**Task description**
Could you filter the records below and return each line that holds "TARGET"?

**Material for this exercise**

Content starts

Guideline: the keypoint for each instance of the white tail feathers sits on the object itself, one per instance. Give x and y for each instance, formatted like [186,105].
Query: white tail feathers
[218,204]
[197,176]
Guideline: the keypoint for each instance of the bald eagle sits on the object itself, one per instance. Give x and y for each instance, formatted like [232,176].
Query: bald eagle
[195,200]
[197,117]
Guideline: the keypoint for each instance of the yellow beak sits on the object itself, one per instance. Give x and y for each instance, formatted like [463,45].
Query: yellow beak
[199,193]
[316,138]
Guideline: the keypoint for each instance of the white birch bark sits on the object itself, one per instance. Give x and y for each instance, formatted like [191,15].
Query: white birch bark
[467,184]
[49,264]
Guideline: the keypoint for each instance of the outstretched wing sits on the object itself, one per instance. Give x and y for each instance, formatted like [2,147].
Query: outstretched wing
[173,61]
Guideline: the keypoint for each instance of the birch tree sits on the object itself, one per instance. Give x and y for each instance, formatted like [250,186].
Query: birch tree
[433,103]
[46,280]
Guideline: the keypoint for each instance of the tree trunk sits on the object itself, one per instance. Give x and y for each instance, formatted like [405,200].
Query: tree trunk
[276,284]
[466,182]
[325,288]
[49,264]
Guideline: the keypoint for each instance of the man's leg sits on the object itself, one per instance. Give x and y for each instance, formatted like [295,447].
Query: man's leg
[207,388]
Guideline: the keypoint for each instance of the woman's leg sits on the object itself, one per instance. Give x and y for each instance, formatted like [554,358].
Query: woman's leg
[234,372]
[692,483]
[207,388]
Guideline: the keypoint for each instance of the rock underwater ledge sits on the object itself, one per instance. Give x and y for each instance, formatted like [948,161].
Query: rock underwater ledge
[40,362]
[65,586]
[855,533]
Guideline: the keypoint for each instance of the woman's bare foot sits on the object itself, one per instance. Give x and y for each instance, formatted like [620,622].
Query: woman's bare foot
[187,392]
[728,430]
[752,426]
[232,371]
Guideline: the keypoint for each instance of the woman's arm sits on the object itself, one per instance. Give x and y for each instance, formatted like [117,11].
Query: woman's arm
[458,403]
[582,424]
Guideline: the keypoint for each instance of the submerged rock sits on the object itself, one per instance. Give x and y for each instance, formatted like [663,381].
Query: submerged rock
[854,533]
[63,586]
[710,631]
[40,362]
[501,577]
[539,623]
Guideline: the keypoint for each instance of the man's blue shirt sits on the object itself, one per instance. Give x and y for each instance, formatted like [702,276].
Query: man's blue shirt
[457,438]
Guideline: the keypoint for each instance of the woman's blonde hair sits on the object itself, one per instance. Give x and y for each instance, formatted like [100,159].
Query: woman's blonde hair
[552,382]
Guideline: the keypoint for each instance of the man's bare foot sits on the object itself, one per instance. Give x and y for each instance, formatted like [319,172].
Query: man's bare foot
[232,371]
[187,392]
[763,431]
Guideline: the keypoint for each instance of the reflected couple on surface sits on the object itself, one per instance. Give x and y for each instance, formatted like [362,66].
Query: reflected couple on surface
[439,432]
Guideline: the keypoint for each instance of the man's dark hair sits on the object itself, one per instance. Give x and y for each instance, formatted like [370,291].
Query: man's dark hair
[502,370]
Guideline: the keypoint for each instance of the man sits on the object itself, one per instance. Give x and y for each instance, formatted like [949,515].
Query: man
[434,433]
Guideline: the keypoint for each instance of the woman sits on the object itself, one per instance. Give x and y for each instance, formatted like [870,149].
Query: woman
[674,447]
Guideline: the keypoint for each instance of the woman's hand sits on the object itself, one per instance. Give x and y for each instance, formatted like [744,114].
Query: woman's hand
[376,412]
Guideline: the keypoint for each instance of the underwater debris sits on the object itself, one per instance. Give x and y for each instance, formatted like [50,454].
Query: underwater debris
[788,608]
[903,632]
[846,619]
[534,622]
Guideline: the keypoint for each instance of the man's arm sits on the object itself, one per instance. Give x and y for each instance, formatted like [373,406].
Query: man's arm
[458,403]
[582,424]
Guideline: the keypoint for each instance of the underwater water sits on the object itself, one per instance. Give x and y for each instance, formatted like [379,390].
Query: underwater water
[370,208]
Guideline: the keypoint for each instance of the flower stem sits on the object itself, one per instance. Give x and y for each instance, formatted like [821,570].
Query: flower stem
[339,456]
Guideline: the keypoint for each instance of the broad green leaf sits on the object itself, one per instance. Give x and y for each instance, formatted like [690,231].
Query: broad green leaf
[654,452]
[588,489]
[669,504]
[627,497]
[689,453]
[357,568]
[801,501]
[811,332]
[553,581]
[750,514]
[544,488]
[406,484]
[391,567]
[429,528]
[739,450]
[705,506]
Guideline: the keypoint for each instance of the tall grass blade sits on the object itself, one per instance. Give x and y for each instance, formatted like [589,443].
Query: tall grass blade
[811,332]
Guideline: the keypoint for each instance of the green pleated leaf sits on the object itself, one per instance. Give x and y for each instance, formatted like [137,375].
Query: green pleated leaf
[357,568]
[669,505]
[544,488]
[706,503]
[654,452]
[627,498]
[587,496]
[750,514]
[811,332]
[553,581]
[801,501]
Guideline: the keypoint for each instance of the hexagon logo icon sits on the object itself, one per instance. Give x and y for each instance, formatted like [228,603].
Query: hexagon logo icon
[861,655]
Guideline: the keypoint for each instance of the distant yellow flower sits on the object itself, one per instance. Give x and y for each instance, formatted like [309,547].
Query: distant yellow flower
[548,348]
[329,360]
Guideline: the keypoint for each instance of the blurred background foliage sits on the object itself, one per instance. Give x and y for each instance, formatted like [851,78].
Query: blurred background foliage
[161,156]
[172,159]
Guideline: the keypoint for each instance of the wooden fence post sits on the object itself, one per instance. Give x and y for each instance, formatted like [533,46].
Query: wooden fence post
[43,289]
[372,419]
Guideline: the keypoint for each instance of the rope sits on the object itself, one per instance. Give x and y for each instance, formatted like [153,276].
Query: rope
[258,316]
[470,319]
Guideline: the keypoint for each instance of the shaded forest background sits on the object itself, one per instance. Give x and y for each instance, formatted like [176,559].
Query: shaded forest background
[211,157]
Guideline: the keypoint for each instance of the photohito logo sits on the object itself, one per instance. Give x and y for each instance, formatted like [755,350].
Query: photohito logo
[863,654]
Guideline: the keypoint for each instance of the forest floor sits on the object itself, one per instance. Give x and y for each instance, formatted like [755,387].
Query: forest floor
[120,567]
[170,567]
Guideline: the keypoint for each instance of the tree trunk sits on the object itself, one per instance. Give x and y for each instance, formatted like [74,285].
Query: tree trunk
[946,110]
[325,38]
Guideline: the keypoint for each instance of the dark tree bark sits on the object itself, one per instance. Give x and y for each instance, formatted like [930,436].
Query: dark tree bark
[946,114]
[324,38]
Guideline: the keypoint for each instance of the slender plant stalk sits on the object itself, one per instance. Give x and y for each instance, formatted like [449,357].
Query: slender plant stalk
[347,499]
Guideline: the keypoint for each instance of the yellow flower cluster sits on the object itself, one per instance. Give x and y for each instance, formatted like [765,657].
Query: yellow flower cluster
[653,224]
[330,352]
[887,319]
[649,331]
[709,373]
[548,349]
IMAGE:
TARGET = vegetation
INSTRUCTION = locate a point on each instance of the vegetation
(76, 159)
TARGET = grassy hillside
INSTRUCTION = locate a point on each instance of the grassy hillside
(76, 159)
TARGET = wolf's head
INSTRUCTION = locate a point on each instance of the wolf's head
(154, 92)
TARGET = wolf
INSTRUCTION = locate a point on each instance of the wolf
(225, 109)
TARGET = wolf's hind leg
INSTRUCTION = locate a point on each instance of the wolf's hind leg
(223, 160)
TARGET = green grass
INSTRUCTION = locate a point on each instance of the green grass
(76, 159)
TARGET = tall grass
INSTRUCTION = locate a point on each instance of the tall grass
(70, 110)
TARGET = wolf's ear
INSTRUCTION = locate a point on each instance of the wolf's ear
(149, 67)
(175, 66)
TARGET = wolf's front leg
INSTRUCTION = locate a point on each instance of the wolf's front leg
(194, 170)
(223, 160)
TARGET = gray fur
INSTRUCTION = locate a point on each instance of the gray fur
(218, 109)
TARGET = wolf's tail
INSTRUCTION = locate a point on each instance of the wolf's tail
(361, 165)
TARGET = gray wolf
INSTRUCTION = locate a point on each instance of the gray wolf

Content ends

**Exercise solution**
TARGET = vegetation
TARGET = grassy hillside
TARGET = wolf's head
TARGET = wolf
TARGET = wolf's hind leg
TARGET = green grass
TARGET = tall grass
TARGET = wolf's ear
TARGET = wolf's front leg
TARGET = gray fur
TARGET = wolf's tail
TARGET = gray wolf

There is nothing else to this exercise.